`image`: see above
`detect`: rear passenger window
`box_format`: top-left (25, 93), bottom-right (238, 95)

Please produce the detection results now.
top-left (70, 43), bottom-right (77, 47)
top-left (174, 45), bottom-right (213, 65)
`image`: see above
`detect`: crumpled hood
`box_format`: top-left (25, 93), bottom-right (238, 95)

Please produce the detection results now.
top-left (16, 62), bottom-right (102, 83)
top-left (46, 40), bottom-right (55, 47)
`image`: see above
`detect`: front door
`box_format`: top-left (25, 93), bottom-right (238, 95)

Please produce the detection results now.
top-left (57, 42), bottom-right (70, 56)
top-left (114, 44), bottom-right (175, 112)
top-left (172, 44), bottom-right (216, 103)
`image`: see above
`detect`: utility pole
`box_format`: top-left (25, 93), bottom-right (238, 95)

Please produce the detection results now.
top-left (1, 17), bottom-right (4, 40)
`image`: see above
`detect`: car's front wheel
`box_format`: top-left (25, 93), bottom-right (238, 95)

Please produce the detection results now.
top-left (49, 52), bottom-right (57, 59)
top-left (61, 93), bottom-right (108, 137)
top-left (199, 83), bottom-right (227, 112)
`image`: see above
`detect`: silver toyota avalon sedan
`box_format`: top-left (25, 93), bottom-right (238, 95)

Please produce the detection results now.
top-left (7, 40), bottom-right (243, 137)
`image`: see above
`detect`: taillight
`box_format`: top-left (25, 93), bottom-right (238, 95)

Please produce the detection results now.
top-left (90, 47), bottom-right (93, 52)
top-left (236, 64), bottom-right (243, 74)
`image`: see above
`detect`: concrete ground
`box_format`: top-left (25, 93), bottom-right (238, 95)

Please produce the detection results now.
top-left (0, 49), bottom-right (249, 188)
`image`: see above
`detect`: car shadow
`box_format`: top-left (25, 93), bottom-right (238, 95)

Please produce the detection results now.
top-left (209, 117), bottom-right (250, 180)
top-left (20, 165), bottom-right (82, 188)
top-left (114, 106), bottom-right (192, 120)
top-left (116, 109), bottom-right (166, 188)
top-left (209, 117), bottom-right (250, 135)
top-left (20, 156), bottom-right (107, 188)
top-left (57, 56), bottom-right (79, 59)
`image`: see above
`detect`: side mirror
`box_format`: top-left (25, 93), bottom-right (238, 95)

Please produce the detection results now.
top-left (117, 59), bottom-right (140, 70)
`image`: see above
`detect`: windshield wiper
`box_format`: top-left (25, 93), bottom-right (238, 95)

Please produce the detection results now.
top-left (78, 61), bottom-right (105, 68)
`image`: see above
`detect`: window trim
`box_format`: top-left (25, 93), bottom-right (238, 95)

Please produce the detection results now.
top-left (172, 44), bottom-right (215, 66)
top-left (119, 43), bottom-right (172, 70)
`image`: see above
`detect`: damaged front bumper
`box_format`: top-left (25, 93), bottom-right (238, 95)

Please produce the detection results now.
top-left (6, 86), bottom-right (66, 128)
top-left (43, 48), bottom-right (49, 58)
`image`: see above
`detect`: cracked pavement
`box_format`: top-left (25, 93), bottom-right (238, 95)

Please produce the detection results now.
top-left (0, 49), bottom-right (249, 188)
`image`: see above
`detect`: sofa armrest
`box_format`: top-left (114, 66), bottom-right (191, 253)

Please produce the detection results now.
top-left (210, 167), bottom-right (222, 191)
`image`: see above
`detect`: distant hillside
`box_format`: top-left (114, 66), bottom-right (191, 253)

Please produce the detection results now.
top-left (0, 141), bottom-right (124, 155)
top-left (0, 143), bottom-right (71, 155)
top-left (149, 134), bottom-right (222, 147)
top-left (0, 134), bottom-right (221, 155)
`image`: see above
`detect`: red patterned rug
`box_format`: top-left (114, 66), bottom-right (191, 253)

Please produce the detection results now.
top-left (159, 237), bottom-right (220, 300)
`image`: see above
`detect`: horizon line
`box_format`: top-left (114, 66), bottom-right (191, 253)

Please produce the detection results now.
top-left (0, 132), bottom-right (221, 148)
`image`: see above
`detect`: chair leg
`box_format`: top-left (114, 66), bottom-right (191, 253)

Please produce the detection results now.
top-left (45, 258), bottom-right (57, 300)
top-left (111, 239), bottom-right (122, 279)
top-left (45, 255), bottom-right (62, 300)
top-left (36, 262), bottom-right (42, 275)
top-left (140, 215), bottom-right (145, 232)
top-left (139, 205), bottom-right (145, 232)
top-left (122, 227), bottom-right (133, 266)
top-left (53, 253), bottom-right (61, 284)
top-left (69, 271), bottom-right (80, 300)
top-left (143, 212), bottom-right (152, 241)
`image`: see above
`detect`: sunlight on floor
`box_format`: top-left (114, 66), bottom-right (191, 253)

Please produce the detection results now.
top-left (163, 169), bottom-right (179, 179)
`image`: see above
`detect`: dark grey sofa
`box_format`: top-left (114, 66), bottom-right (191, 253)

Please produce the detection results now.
_ _ _ _ _ _ _
YOUR TASK:
For each record above, give it again without a single change.

OUTPUT FOR THIS TASK:
`image`: see above
`detect`: rear passenger window
`box_format`: top-left (25, 93), bottom-right (238, 95)

Please produce the detection results now.
top-left (70, 43), bottom-right (77, 47)
top-left (174, 45), bottom-right (213, 65)
`image`: see above
`detect`: crumpled hood
`box_format`: top-left (25, 93), bottom-right (238, 95)

Please produce the detection results now.
top-left (16, 62), bottom-right (102, 83)
top-left (46, 40), bottom-right (55, 47)
`image`: see above
`detect`: front door
`box_format`: top-left (25, 93), bottom-right (238, 95)

Please produce the detection results now.
top-left (57, 42), bottom-right (70, 56)
top-left (114, 44), bottom-right (175, 112)
top-left (172, 44), bottom-right (216, 103)
`image`: see above
`detect`: utility pole
`box_format`: top-left (25, 93), bottom-right (238, 95)

Please produce the detection results now.
top-left (1, 17), bottom-right (4, 40)
`image`: see above
`detect`: car's front wheel
`box_format`: top-left (25, 93), bottom-right (238, 95)

Please produce the detection results now.
top-left (49, 52), bottom-right (57, 59)
top-left (61, 93), bottom-right (108, 137)
top-left (199, 83), bottom-right (227, 112)
`image`: see above
`detect`: silver toyota avalon sedan
`box_format`: top-left (25, 93), bottom-right (238, 95)

Please produce the detection results now.
top-left (7, 40), bottom-right (243, 137)
`image`: see above
`detect`: taillight
`box_format`: top-left (25, 93), bottom-right (238, 95)

Please produce the detection results now.
top-left (90, 47), bottom-right (93, 52)
top-left (236, 64), bottom-right (243, 74)
`image`: see above
`detect`: concrete ground
`box_format`: top-left (25, 93), bottom-right (238, 95)

Please produce the detection results now.
top-left (0, 49), bottom-right (249, 188)
`image`: see above
`detect`: car shadow
`box_format`: top-left (25, 93), bottom-right (238, 95)

Please produce the detection results now.
top-left (209, 117), bottom-right (250, 180)
top-left (20, 165), bottom-right (82, 188)
top-left (114, 106), bottom-right (192, 120)
top-left (116, 109), bottom-right (166, 188)
top-left (209, 117), bottom-right (250, 135)
top-left (20, 156), bottom-right (107, 188)
top-left (57, 56), bottom-right (79, 59)
`image`: see above
`detect`: side mirror
`box_format`: top-left (25, 93), bottom-right (238, 95)

Please produce the detection results now.
top-left (117, 59), bottom-right (140, 70)
`image`: see above
`detect`: windshield wiper
`box_format`: top-left (25, 93), bottom-right (238, 95)

Please produce the detection results now.
top-left (78, 61), bottom-right (105, 68)
`image`: see above
`detect`: window trim
`box_format`: top-left (25, 93), bottom-right (238, 95)

Please produce the detection results now.
top-left (172, 44), bottom-right (215, 66)
top-left (119, 43), bottom-right (172, 70)
`image`: see above
`detect`: damaged front bumper
`box_format`: top-left (25, 93), bottom-right (238, 95)

Please produce the detection results now.
top-left (6, 86), bottom-right (66, 128)
top-left (43, 48), bottom-right (49, 58)
`image`: see above
`detect`: cracked pavement
`box_format`: top-left (25, 93), bottom-right (238, 95)

Please produce the detection results now.
top-left (0, 49), bottom-right (249, 188)
`image`: see above
`detect`: sofa armrest
`box_format`: top-left (114, 66), bottom-right (191, 253)

Please produce the detection results now.
top-left (210, 167), bottom-right (222, 191)
`image`: see above
`detect`: distant hillside
`box_format`: top-left (114, 66), bottom-right (191, 253)

Please produce the detection results now.
top-left (0, 141), bottom-right (124, 155)
top-left (0, 143), bottom-right (71, 155)
top-left (149, 134), bottom-right (222, 147)
top-left (0, 134), bottom-right (221, 155)
`image`: see above
`detect`: red patterned rug
`box_format`: top-left (114, 66), bottom-right (191, 253)

Please produce the detection results now.
top-left (159, 237), bottom-right (220, 300)
`image`: see above
`detect`: horizon line
`box_format`: top-left (114, 66), bottom-right (191, 253)

Please produce the detection results now.
top-left (0, 132), bottom-right (221, 148)
`image`: see above
`detect`: chair leg
`box_format`: top-left (114, 66), bottom-right (191, 253)

Please produce the detection results now.
top-left (45, 258), bottom-right (57, 300)
top-left (111, 239), bottom-right (122, 279)
top-left (45, 255), bottom-right (62, 300)
top-left (36, 262), bottom-right (42, 275)
top-left (140, 215), bottom-right (145, 232)
top-left (139, 205), bottom-right (145, 232)
top-left (122, 227), bottom-right (133, 266)
top-left (53, 253), bottom-right (61, 284)
top-left (69, 271), bottom-right (80, 300)
top-left (143, 212), bottom-right (152, 241)
`image`: see above
`detect`: sunlight on floor
`box_format`: top-left (114, 66), bottom-right (191, 253)

Please produce the detection results now.
top-left (163, 169), bottom-right (179, 179)
`image`: see above
`detect`: dark grey sofa
`box_format`: top-left (114, 66), bottom-right (191, 253)

Please produce the detection results now.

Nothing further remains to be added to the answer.